(DOCUMENT PASSAGE):
------------

Friday, April 5, 2019

Tidying the Attic


(from 2012)


One of the delights of a public holiday is the incentive – with a bit of prodding from family – to “sort out” the attic.

Our family are inveterate hoarders, each individually denying it, but collectively having to fess up. The manuals on clutter advise that if something has been in storage for longer than a year, you no longer need it. Dispose. Promptly. Be Firm. Now. Humph.

So this last holiday we ventured into the attic. The first thing we managed to clear were the ancient cardboard boxes for electrical appliances that had long since gone to that great scrap heap in the sky. Even then, there was a lot of stuff.

Books. Not books we regularly use – they fill the actual rooms in the house below the attic, but ones kept “just in case” or for nostalgia reasons. Plus tons of my daughter’s stuff. She got married well over eleven years ago, and lives in a house that is larger than ours, but somehow we still seem to be the repository.

So what books did we unearth, and what nostalgic memories came flooding back? My first taped box unearthed books on conjuring. As a teenager I was well into magic tricks. My very first paid job (part-time) involved demonstrating conjuring tricks and other “toys” in a department store leading up to Christmas. I veered into magic tricks involving “thought transference” which didn’t sit all that well with my religious convictions – although I KNEW that what I did was trickery, because I KNEW how it was done. Outlets for demonstrating my “powers” were sort of limited in my circle, and the hobby took a back seat and soon disappeared off the radar. But yes – a couple of books as a distant memory – there they were, unopened for – well, quite a long time.

------------

(Referring expression data)

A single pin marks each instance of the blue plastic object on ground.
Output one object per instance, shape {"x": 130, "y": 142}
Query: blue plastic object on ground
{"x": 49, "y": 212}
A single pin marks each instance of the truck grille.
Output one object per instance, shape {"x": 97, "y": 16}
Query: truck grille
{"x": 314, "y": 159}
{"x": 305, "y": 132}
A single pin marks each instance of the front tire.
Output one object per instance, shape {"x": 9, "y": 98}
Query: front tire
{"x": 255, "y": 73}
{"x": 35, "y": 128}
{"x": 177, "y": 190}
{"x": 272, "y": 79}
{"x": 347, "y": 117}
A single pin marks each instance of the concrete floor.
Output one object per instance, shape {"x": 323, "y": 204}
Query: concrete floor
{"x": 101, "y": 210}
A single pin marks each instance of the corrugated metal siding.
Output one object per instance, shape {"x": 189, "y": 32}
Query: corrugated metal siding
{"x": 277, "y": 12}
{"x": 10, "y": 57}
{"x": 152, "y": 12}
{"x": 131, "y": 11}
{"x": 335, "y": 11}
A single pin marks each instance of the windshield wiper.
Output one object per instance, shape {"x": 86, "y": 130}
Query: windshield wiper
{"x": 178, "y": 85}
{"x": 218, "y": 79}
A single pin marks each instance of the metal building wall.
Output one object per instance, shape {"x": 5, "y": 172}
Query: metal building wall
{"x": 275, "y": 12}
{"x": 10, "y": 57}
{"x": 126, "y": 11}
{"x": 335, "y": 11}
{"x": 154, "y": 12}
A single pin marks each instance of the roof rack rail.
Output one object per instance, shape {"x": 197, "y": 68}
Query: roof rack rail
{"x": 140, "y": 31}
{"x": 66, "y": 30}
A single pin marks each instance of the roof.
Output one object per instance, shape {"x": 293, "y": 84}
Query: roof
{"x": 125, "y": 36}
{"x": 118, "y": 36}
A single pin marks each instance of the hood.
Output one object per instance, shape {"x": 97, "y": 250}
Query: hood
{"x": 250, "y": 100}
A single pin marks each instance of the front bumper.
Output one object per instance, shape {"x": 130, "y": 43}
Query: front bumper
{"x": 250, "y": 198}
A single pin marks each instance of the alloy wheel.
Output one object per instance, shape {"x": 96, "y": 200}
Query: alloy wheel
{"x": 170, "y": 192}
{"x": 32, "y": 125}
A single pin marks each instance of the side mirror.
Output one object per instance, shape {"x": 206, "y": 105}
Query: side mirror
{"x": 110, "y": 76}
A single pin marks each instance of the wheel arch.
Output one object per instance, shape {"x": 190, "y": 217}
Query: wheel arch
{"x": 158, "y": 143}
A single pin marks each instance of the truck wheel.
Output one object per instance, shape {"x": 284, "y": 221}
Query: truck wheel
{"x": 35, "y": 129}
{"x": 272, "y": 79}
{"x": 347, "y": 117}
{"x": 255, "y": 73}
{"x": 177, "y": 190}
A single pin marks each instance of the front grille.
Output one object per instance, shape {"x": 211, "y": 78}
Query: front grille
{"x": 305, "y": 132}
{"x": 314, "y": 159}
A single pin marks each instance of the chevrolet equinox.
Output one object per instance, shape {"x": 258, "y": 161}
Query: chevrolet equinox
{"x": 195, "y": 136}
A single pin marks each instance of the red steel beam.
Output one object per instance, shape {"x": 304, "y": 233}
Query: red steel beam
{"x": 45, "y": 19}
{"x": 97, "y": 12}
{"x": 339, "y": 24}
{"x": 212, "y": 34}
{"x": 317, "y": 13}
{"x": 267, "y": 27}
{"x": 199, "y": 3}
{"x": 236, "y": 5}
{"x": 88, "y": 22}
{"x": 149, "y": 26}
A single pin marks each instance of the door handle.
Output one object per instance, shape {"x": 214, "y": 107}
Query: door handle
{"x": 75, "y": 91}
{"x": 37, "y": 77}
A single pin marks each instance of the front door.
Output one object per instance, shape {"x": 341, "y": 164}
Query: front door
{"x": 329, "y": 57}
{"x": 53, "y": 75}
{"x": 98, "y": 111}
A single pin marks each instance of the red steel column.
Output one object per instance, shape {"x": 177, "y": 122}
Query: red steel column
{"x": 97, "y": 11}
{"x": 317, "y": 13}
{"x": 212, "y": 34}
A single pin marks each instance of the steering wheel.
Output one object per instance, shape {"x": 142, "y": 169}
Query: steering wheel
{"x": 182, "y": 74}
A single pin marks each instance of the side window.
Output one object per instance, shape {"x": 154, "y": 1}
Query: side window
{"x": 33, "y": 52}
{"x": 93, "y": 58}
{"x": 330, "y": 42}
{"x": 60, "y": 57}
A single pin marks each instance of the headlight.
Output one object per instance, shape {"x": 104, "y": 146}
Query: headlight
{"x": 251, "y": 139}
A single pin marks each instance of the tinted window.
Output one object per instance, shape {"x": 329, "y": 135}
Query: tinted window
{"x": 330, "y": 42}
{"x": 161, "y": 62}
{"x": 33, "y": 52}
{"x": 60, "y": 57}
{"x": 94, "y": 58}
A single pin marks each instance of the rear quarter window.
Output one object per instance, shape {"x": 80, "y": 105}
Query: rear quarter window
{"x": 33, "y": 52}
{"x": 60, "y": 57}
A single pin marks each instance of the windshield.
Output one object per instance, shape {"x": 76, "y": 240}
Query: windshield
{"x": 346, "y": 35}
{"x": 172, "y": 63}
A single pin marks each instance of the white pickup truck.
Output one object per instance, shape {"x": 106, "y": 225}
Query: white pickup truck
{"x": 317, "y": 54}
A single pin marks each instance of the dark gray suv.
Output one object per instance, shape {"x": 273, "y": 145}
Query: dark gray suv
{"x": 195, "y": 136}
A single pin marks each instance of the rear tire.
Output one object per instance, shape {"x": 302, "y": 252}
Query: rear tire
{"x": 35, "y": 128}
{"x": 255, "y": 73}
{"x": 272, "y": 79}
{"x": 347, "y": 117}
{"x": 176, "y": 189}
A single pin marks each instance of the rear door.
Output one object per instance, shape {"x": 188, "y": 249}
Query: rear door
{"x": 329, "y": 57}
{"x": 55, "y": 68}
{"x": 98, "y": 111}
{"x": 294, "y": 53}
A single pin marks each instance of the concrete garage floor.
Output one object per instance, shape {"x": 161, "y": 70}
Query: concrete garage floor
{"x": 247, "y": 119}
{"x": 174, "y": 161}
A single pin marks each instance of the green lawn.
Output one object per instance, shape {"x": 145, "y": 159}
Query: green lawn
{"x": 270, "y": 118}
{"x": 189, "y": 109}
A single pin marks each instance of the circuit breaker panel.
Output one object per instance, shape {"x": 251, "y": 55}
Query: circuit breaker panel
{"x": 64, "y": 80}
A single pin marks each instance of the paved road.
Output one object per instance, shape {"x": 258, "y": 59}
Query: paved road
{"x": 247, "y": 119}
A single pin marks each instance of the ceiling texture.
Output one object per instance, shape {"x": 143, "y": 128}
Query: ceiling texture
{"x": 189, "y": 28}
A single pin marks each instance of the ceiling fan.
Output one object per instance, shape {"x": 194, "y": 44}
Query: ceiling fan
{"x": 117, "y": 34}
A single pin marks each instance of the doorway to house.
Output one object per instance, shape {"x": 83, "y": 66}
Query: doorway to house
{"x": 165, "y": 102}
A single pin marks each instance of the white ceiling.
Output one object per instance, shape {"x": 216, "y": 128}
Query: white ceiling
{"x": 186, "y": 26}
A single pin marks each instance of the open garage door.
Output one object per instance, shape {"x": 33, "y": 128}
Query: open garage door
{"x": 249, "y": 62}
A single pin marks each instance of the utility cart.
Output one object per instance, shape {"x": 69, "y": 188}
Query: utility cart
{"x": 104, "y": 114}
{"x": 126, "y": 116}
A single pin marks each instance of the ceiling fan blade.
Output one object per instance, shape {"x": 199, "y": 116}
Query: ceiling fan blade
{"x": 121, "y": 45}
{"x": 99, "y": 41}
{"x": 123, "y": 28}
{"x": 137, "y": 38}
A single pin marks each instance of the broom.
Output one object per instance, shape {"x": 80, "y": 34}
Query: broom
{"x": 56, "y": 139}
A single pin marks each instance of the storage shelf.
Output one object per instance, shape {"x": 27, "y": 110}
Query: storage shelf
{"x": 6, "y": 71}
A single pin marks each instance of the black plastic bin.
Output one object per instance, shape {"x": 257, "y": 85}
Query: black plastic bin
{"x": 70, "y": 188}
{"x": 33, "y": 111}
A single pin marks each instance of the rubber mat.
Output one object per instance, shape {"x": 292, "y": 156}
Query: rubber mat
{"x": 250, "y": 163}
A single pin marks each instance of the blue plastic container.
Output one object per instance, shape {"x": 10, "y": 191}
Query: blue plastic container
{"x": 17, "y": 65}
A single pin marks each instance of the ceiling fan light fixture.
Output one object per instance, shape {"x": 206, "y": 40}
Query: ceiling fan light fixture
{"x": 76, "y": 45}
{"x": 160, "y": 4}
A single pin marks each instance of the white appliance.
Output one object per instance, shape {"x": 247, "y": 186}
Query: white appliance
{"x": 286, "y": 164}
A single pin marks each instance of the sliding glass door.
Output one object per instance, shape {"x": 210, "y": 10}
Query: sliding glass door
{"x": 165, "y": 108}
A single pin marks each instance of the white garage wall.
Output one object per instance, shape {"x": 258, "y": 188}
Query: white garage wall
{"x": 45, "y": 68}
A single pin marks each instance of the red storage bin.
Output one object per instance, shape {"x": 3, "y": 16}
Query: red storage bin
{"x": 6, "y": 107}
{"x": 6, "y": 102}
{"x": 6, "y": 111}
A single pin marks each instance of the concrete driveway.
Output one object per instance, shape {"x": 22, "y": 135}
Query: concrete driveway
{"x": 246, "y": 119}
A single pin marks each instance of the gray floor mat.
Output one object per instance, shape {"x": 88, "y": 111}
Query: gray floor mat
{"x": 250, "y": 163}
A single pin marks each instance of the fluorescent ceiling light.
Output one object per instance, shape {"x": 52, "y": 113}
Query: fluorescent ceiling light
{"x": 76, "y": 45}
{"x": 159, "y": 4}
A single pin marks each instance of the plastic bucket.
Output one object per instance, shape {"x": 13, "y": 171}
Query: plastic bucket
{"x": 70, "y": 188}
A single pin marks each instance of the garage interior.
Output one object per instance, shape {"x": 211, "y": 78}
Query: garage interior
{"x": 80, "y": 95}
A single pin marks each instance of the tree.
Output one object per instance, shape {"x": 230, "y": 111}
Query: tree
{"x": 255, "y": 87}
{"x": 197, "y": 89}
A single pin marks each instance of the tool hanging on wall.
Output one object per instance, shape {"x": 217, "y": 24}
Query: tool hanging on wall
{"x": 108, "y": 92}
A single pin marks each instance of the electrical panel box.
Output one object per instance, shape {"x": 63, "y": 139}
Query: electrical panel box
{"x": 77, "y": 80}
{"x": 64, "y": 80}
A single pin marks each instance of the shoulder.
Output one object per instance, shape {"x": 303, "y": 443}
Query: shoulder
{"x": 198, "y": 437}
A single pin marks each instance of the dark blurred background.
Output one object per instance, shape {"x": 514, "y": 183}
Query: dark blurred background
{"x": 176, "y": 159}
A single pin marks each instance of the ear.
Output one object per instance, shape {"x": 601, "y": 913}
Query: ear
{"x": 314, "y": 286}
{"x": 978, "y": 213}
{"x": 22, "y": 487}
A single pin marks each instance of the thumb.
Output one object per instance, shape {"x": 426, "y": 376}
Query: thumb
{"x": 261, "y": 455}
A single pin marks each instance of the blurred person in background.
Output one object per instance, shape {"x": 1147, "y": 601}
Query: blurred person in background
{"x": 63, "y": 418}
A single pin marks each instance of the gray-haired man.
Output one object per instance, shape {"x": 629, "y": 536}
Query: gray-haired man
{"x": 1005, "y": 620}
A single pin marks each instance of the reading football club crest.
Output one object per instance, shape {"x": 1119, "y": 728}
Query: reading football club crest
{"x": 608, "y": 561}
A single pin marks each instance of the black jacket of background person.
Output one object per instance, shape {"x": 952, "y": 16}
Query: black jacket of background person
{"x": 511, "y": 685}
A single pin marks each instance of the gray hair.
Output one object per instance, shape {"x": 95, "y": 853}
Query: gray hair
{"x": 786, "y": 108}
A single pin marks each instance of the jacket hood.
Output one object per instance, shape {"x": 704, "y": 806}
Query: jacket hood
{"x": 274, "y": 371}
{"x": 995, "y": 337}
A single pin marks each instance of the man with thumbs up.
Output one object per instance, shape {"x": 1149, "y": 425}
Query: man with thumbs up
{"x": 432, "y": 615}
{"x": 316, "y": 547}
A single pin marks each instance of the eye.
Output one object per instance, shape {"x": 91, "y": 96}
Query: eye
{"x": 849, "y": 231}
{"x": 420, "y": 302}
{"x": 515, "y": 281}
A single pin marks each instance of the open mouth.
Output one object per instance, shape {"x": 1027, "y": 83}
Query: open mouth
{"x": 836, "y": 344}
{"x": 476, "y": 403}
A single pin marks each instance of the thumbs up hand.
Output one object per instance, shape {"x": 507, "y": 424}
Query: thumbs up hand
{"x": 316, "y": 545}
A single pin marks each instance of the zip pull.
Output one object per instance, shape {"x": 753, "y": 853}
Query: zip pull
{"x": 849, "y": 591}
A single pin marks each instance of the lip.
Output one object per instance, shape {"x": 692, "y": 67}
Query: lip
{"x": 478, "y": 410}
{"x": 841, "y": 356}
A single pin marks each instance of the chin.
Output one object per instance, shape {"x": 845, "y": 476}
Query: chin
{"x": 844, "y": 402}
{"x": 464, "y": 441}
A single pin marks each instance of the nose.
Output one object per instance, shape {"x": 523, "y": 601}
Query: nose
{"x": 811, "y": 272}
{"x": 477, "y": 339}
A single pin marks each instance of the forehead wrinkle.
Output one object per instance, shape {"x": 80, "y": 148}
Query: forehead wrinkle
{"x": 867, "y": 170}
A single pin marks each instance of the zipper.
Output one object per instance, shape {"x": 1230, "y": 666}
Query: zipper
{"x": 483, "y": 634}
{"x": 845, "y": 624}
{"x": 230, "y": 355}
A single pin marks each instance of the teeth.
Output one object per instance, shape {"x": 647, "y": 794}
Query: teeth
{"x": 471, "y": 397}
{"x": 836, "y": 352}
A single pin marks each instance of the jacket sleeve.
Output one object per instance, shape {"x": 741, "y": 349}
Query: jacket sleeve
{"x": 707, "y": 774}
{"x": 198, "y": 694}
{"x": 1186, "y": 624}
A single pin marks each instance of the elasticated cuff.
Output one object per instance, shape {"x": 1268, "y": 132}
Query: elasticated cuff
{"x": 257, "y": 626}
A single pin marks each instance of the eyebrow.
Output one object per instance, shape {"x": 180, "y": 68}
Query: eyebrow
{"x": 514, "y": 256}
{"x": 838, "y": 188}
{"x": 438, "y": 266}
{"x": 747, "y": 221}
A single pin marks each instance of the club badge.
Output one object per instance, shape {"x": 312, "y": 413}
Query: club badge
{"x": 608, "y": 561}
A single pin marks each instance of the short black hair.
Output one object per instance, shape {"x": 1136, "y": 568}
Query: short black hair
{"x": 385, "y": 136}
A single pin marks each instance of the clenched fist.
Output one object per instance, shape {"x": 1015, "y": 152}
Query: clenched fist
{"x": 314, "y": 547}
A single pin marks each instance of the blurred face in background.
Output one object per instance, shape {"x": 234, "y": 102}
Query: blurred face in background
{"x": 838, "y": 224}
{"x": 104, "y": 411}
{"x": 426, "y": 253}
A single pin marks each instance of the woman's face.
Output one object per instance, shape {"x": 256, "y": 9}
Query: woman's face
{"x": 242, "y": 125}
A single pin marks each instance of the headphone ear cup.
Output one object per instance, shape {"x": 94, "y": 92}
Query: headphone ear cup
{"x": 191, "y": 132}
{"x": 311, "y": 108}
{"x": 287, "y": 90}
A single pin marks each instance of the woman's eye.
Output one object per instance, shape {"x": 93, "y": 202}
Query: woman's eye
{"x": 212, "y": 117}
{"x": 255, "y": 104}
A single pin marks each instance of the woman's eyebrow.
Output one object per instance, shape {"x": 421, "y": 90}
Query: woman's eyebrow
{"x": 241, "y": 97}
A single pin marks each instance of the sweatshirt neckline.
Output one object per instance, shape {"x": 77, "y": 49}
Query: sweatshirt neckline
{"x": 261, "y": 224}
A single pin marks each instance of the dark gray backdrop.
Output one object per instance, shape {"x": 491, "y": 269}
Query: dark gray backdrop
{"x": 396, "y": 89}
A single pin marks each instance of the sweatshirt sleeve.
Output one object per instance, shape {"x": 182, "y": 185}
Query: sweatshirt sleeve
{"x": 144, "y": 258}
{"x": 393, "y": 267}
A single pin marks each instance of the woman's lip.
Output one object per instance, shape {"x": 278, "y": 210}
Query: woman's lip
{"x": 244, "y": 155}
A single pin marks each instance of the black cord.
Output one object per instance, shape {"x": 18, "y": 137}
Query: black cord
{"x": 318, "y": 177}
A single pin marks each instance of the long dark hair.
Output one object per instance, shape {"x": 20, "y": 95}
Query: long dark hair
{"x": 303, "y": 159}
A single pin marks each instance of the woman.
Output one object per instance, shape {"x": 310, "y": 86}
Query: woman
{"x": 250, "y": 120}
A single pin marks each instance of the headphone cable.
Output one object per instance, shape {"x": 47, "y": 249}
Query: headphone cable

------------

(TASK GOAL): Continue the piece about tidying the attic, starting after its last sentence.

(REPLY):
Then there were the textbooks on Gregg’s shorthand. Ah yes – Gregg’s shorthand. Because I planned to work for nothing for a religious charity, I needed lucrative part-time work. Secretarial – a well-meaning relative had this idea – shorthand-typing – that was it! Actually, it never was – but I went to classes and got my 100 wpm shorthand and 50-60 wpm typing. It was not exactly a macho teenage boy thing – I ended up as the only male in a class full of girls. Ten years before I had been the only male in a tap dancing troupe in a pantomime in which my father appeared – that was absolute purgatory – but now this was rather nice. As it happened, copy typing was already pushing shorthand into the cold, and anyway – I soon graduated to composing letters for others typists to produce – and at 50-60 wpm it was generally easier to knock them out myself and save on staff. But yes – Gregg’s – all those lovely short forms and perfected arguments to put down all those deluded people in the UK who still struggled with Pitman’s.

My wife’s hoard included the Montessori nursery nurse course. She started work in nursery nursing, before going to Spain to work for the same religious group as I had, when it was still illegal in the dying days of Franco. After detours in life – a major one was marrying me – she became a college lecturer in Spanish, French and Portuguese. Now “retired” she is conquering Welsh. (In-joke – Doctor to Patient – Don’t worry Mr Jones – we’ve found the problem – you’re not dyslexic – you’re Welsh!)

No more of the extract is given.